Exercise directions: Could you give the lines below again with "green park area" renamed to "green space" and nothing else altered?

Record set:
^^^^^^^^
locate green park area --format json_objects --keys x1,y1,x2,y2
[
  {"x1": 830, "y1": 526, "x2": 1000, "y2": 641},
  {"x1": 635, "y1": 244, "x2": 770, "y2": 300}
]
^^^^^^^^
Output below:
locate green space --format json_objects --keys x1,y1,x2,y2
[
  {"x1": 830, "y1": 526, "x2": 1000, "y2": 641},
  {"x1": 635, "y1": 244, "x2": 770, "y2": 300}
]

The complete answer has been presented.